EXERCISE INSTRUCTIONS ▸
Translate this sentence from the text below into Spanish: "It was only a matter of time before our jealous, vengeful, wrathful God could stand the lack of attention no longer and struck back with impunity."
>> BEGIN TEXT TO READ
I used to call them Orientals, until one of those Focus on the Family focus groups told me that wasn’t “politically correct” any more.  As a Man of God, the last thing I ever want to do is offend anyone, no matter how depraved, disgusting and devoid of merit they may be.  So I now just refer to them as “Nese.”  By “Nese” I mean all of them – Chinese, Japanese, Taiwanese, Vietnamese, Koreanese – the whole kit-and-kaboodle.  The Nese invented  virtually every pagan religion that has ever existed.  They worship cows, chickens and just about any animal that has ever graced a barnyard, except the Lamb because we had already called that one.  They pray to obese, bald men with feet where their hands should be and a belly where a shirt should be.  They worship everyone except the Right One.  It was only a matter of time before our jealous, vengeful, wrathful God could stand the lack of attention no longer and struck back with impunity.
>> END TEXT TO READ
>> BEGIN RECORD SET
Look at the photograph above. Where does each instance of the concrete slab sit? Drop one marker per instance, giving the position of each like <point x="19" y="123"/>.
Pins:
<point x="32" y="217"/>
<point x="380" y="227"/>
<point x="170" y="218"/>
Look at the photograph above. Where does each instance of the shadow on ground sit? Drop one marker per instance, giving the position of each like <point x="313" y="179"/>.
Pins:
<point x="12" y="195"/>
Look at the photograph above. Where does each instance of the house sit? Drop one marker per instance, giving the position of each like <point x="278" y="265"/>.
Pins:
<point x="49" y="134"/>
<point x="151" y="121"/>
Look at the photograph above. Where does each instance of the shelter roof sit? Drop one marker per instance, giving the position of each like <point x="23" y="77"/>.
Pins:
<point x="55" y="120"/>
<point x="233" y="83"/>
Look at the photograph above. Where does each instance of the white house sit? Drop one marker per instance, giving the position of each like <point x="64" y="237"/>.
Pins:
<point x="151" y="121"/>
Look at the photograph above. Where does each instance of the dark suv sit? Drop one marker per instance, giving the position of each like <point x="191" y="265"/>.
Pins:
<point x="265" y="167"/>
>> END RECORD SET
EXERCISE SOLUTION ▸
Era solo cuestión de tiempo antes de que nuestro Dios celoso, vengativo e iracundo ya no pudiera soportar la falta de atención y contraatacara con impunidad.